[Image point grounding data]
╔══

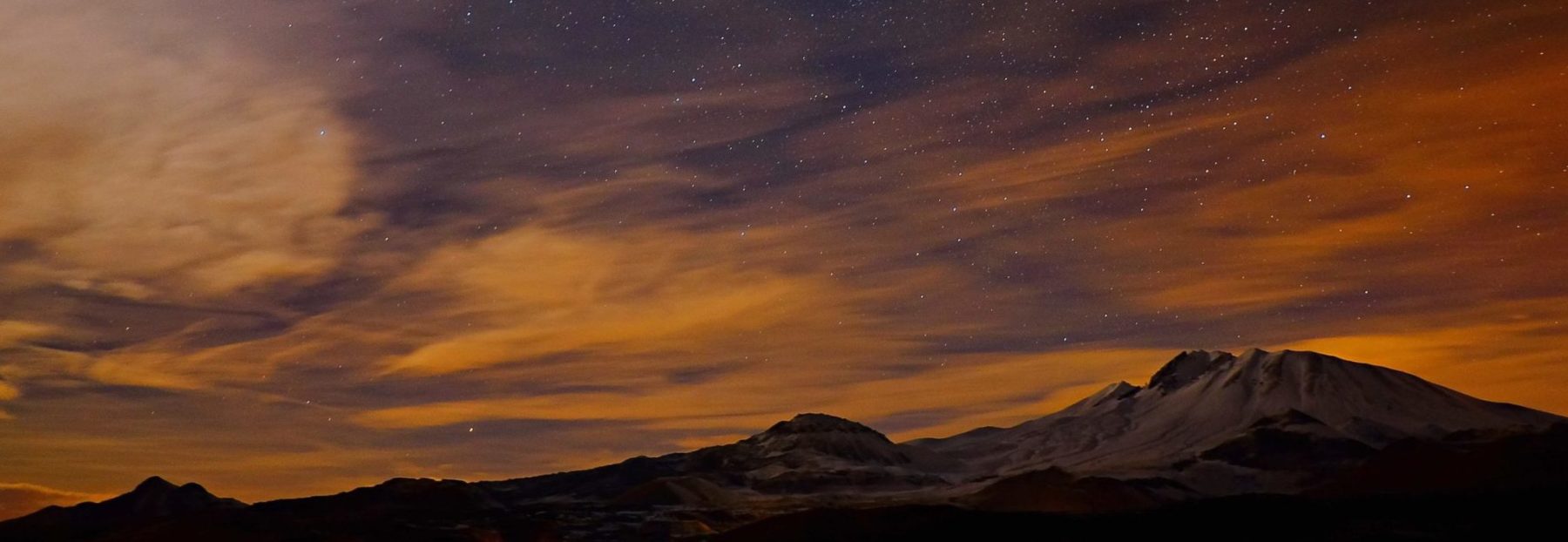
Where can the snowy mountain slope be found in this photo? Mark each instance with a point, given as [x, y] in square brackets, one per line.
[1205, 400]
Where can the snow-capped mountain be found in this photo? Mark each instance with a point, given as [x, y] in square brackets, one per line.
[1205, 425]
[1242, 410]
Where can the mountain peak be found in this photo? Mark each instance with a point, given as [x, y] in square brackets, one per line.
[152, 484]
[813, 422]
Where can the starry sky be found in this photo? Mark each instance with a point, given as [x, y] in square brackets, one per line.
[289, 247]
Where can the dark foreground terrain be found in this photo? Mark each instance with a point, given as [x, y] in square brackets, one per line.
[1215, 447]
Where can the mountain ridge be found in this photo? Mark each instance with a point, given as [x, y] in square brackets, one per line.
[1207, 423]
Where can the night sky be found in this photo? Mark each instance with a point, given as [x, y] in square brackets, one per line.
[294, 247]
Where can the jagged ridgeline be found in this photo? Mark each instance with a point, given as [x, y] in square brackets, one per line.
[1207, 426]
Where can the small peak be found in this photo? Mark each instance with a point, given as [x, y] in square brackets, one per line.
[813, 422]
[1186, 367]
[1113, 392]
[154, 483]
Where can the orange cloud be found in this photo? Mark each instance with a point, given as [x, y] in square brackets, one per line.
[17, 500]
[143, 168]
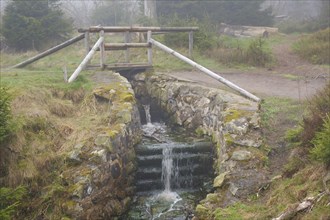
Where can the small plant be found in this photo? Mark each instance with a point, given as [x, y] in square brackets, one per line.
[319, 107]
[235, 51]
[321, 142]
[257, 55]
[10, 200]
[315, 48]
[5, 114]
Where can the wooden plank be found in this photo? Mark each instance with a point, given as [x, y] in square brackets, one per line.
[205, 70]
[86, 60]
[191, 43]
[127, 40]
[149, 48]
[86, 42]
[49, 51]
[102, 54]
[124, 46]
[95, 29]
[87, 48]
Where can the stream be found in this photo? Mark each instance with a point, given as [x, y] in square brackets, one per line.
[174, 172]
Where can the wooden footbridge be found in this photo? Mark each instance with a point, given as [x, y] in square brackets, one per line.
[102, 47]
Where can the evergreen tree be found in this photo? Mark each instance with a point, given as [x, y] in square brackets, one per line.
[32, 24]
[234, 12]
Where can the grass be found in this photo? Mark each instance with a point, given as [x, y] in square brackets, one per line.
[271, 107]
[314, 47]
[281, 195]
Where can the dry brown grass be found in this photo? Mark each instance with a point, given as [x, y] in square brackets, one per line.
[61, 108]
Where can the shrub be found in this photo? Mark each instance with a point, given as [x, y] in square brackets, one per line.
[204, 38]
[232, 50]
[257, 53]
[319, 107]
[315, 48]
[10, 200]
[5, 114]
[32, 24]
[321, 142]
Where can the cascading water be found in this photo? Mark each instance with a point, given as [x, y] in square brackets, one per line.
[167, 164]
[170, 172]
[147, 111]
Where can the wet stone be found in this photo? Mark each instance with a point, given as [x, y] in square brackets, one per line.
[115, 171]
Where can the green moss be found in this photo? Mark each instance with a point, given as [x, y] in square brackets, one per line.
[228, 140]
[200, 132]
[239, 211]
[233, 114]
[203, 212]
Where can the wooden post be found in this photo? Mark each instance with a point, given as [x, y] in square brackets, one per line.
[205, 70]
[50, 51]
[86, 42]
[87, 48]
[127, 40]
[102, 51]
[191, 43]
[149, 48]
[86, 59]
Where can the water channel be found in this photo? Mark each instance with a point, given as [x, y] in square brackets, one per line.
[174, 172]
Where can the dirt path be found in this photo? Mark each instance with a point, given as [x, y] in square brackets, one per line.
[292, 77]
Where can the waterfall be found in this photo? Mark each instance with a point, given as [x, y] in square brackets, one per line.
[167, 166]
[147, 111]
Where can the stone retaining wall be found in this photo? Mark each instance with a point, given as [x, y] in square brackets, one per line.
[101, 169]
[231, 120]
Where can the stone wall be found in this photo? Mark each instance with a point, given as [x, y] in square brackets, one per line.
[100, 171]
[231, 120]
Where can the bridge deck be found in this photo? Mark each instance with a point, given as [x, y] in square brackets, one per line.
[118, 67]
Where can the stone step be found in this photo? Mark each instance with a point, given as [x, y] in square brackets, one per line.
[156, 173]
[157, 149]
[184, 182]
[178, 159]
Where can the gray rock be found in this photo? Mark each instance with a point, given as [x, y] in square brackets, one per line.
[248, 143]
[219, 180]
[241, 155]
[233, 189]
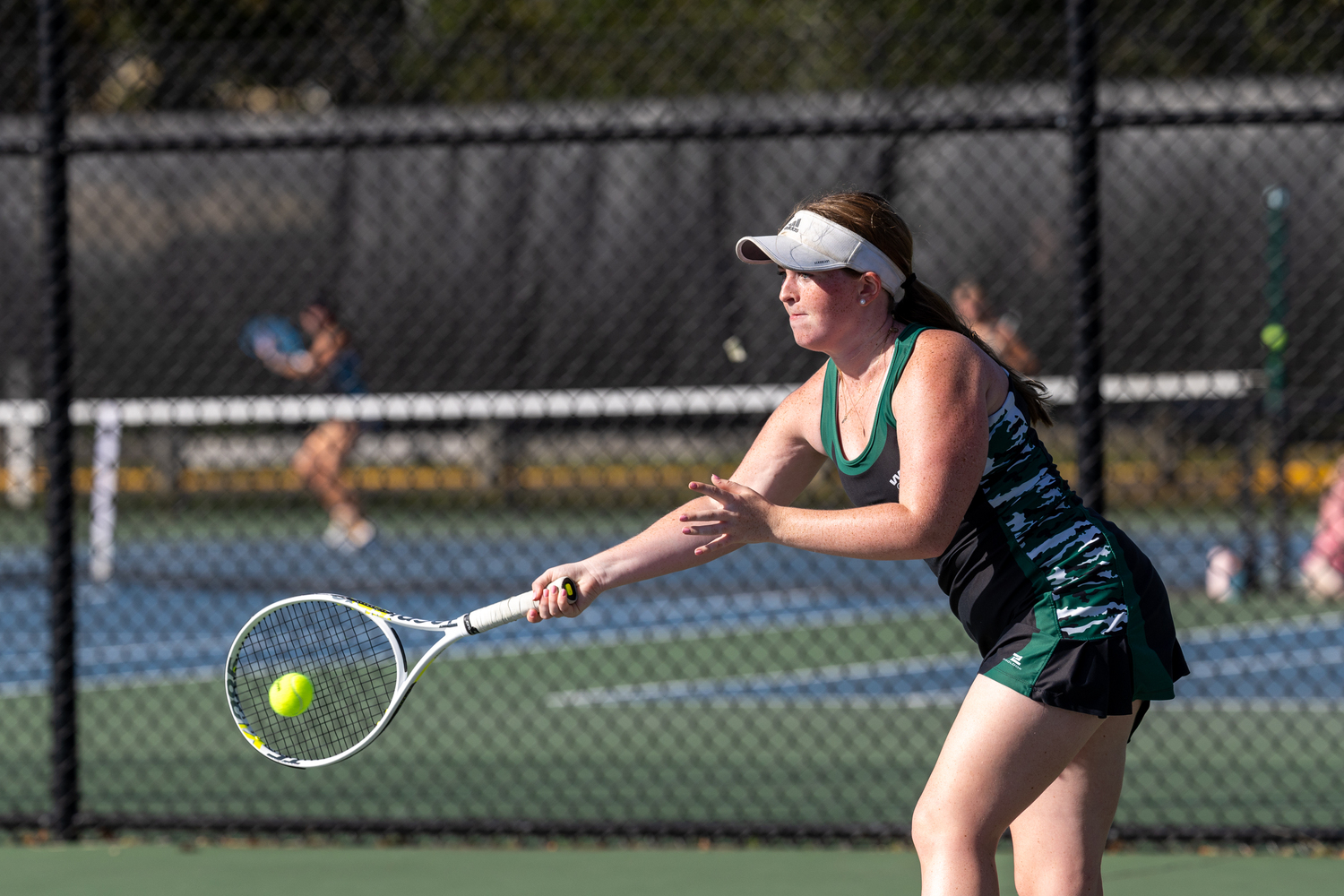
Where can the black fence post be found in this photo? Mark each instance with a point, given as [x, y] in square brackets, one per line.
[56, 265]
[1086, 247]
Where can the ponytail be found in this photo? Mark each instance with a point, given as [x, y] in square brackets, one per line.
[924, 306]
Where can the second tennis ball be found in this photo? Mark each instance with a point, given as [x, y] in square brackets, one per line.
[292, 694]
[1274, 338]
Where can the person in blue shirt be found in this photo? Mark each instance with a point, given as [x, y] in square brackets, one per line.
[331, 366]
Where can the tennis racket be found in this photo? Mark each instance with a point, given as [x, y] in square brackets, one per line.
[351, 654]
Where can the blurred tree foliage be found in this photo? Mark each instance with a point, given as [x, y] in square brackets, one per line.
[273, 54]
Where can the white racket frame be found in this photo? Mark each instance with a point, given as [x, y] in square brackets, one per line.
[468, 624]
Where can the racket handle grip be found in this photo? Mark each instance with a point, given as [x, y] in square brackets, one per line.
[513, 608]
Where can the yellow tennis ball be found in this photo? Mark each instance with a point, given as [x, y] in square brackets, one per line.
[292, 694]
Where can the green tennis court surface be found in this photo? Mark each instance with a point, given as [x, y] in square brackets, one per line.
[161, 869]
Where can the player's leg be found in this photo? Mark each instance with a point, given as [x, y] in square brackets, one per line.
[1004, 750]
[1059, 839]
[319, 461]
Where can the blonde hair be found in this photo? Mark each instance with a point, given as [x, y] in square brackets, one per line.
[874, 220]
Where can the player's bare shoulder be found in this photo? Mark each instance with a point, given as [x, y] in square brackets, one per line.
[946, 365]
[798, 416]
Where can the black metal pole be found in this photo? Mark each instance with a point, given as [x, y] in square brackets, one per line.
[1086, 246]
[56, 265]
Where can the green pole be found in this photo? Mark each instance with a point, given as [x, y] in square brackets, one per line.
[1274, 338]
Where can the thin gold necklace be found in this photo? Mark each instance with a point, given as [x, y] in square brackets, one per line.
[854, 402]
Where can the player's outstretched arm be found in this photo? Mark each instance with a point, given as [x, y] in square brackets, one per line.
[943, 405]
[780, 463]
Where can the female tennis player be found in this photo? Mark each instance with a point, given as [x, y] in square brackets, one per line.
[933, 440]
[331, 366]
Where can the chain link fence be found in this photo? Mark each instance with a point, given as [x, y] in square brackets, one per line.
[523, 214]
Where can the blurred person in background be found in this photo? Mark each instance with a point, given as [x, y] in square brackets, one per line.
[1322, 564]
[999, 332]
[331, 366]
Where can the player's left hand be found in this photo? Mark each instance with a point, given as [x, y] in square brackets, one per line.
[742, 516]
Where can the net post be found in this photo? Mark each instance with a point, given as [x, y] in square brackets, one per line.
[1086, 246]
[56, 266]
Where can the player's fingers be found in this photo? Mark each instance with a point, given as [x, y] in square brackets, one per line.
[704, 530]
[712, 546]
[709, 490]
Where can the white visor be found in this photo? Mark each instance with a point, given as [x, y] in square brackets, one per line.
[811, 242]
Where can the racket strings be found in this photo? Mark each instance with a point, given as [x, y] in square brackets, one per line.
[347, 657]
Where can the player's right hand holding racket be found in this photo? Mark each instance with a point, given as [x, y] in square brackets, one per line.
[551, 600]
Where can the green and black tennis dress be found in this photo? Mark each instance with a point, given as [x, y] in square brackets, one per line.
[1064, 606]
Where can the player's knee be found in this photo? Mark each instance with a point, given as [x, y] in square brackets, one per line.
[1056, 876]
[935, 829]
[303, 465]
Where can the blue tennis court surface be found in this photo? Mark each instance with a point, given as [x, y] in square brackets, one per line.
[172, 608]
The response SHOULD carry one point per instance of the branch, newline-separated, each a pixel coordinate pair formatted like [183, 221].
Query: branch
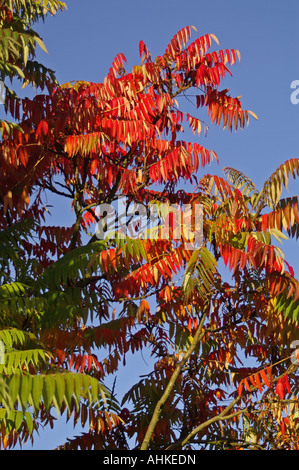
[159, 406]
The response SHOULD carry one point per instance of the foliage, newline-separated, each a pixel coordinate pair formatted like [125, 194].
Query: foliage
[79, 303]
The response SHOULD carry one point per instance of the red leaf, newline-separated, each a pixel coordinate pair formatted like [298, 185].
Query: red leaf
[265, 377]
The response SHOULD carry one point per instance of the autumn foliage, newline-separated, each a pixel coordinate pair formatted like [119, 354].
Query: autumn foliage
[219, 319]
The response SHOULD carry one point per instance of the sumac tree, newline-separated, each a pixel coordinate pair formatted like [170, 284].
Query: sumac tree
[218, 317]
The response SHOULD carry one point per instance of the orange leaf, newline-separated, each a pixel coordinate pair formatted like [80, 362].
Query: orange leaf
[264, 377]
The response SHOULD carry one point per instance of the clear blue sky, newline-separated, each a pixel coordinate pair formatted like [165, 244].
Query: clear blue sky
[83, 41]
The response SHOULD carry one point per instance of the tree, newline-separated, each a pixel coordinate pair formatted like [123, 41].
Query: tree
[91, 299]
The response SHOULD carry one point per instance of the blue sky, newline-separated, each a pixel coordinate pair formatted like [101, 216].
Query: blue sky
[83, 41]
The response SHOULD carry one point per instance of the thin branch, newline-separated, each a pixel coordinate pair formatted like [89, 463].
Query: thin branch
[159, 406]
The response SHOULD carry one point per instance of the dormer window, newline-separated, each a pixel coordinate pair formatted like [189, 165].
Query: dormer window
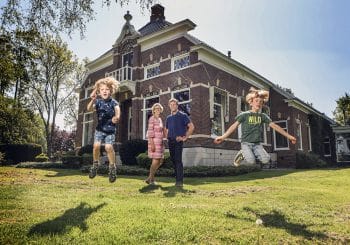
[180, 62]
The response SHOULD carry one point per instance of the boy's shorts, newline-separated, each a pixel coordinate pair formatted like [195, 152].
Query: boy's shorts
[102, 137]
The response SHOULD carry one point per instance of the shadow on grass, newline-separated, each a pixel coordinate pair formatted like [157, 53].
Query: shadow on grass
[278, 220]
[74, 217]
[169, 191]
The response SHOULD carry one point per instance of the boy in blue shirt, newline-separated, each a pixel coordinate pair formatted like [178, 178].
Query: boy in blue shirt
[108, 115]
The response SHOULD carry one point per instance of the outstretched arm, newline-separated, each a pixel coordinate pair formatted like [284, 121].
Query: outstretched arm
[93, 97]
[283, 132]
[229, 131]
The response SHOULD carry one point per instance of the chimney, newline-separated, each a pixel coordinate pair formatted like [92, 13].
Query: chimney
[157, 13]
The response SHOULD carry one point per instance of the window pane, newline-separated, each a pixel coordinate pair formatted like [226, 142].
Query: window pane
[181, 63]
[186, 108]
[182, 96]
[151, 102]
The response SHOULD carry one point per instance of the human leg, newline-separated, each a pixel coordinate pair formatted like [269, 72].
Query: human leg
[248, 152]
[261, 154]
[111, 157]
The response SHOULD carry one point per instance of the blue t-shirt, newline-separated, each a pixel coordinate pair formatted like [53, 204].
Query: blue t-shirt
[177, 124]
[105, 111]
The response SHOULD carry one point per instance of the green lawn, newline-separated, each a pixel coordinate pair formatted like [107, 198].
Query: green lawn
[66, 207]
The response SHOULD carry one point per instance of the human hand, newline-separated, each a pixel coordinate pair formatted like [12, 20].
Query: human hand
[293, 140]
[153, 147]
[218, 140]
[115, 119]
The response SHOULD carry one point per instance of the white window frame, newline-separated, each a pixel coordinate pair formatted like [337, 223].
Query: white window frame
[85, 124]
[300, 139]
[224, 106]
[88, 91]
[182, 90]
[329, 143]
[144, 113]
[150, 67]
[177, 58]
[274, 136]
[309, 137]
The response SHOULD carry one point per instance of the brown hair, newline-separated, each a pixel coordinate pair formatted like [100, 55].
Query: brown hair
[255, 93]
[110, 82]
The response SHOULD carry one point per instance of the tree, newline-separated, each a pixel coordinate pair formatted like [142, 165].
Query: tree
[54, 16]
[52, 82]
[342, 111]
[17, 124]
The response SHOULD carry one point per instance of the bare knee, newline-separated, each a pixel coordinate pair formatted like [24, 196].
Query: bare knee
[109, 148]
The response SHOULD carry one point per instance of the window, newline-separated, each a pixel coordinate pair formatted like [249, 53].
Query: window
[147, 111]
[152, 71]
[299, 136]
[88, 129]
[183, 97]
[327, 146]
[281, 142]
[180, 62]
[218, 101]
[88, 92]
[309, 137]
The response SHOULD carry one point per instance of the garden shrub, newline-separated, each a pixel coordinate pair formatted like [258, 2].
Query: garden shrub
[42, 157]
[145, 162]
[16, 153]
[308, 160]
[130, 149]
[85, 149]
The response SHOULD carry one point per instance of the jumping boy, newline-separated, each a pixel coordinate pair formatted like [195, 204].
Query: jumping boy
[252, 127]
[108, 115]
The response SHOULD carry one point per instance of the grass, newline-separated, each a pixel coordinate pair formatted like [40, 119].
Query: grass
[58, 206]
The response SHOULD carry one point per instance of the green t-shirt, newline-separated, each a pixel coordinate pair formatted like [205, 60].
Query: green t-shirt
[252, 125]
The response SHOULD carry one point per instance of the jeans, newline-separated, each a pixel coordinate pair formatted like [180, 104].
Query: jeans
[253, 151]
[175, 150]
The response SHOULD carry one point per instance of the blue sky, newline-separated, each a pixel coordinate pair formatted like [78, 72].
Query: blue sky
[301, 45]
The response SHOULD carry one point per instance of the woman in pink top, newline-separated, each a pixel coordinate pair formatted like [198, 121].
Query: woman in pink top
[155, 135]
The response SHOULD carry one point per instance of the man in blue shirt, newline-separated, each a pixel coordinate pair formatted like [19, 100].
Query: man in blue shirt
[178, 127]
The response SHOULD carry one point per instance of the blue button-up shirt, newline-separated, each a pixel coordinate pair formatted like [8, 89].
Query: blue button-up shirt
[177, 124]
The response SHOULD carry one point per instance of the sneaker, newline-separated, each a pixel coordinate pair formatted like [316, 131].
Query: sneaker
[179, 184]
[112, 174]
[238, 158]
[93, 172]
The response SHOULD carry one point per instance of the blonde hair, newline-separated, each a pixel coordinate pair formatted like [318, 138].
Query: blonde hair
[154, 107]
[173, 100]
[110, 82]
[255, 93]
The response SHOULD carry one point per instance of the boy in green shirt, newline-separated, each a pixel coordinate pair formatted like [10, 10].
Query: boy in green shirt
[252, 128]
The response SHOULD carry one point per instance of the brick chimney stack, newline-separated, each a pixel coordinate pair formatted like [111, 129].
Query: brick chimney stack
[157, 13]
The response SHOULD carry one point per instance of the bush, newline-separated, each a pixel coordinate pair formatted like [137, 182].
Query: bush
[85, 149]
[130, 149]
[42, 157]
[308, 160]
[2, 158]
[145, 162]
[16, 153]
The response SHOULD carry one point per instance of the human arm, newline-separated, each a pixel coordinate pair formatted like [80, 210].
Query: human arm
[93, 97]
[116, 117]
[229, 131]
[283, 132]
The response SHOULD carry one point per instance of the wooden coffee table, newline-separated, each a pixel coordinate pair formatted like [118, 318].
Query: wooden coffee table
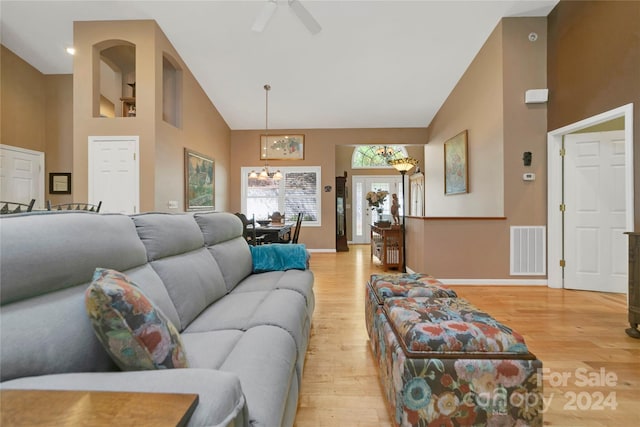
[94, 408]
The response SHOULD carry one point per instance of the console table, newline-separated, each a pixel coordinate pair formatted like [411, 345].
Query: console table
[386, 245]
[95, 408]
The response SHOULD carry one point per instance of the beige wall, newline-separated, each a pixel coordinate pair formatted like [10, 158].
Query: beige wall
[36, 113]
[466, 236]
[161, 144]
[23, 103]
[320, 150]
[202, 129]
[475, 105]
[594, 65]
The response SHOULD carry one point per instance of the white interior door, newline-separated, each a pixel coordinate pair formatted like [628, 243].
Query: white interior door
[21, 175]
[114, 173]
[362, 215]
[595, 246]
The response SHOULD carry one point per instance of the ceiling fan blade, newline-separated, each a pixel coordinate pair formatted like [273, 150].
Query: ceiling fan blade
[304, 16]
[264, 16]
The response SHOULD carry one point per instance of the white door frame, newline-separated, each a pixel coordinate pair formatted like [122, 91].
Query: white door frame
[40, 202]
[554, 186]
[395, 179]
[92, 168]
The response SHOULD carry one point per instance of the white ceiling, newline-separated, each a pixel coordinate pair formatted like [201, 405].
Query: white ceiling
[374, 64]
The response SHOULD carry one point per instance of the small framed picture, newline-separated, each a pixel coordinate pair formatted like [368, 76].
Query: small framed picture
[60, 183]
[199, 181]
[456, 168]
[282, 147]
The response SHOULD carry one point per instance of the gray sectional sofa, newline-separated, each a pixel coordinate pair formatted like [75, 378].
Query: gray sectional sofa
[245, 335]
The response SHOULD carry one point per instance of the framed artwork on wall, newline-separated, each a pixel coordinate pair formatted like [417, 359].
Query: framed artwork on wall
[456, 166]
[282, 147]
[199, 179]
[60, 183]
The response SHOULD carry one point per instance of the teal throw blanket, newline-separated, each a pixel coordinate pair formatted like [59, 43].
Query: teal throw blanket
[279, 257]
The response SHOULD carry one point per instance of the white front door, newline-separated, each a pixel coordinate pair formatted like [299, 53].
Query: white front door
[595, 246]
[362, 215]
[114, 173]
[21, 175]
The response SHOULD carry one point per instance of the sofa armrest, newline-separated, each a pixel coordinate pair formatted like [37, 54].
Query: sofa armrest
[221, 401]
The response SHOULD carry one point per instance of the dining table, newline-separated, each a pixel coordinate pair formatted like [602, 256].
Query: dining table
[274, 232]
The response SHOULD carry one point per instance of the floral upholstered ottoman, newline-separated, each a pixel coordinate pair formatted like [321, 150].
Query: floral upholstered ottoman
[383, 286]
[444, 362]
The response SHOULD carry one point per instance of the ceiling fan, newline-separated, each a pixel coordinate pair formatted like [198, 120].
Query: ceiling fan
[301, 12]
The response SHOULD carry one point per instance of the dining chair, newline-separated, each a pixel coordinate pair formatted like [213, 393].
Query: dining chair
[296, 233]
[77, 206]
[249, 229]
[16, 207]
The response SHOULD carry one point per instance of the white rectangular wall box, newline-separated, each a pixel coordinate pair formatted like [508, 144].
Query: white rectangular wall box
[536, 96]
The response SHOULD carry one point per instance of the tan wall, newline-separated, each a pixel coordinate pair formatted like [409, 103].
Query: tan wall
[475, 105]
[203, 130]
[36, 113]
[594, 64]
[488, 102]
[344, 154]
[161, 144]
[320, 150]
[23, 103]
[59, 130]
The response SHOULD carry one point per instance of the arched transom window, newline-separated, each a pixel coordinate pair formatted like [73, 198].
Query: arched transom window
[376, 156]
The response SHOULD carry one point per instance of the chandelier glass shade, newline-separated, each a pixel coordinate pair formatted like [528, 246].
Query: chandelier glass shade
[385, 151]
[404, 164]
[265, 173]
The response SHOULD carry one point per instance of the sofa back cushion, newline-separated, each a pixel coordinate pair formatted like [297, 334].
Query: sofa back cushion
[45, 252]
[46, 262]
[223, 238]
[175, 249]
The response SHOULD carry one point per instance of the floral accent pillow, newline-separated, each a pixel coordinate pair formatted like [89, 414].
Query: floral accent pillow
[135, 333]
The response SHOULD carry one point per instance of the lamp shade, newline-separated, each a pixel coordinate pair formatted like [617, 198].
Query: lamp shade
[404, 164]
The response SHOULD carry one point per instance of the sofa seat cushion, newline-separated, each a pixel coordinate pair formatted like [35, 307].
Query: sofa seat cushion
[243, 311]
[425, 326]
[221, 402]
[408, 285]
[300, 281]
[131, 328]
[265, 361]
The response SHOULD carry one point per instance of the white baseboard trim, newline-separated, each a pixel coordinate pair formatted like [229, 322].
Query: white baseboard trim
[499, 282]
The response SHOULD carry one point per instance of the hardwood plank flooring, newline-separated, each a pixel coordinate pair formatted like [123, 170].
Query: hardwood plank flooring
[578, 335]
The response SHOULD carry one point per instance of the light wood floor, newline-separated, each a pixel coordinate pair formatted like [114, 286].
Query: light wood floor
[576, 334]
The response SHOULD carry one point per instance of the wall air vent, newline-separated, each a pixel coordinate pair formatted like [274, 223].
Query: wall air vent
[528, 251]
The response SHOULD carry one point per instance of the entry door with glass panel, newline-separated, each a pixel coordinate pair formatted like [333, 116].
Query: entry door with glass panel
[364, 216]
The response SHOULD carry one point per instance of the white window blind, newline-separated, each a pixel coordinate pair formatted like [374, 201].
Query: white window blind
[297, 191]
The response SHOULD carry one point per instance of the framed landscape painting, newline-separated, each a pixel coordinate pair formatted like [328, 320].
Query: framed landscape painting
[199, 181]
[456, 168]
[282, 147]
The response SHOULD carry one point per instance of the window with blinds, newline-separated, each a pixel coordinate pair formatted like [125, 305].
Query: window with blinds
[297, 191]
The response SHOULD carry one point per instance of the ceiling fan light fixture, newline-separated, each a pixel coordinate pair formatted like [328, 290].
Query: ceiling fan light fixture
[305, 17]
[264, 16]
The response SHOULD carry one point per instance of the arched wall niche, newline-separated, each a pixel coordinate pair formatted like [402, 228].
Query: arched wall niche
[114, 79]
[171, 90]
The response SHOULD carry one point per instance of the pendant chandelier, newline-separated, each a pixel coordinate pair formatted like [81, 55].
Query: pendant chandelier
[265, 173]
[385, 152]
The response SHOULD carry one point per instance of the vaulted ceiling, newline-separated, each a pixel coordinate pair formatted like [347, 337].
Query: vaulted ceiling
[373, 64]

╚══

Transcribe each line of the data above, unaltered, from the one where "Query: beige wall" appears to the one where "like [628, 243]." appears, inclusive of both.

Query: beige wall
[36, 113]
[466, 236]
[161, 144]
[23, 103]
[320, 150]
[202, 129]
[475, 105]
[594, 65]
The response SHOULD carry one point per instance of the white interior door, newline-separated, each a pixel coordinate pair formatted like [628, 243].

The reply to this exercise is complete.